Short task:
Copy out the material from its first line up to and including the line that contains "# here is a sample of the layout", keeping every character of those lines unchanged.

Data to use:
-- START --

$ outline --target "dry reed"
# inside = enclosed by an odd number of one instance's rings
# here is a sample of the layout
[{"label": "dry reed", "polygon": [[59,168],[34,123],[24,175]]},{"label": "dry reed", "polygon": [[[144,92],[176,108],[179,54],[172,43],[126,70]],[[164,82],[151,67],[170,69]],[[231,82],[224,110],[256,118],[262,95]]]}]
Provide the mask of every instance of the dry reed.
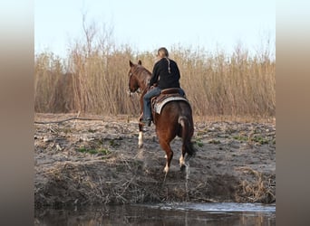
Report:
[{"label": "dry reed", "polygon": [[[35,112],[138,115],[139,96],[128,95],[129,61],[142,61],[150,71],[154,52],[116,47],[111,32],[83,24],[85,41],[75,42],[66,59],[41,52],[34,59]],[[262,50],[250,55],[173,46],[181,86],[195,116],[276,116],[276,60]]]}]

-- END --

Task result:
$ outline --target "dry reed"
# inside = enclosed by an odd number of one instance's rings
# here is a sample of the layout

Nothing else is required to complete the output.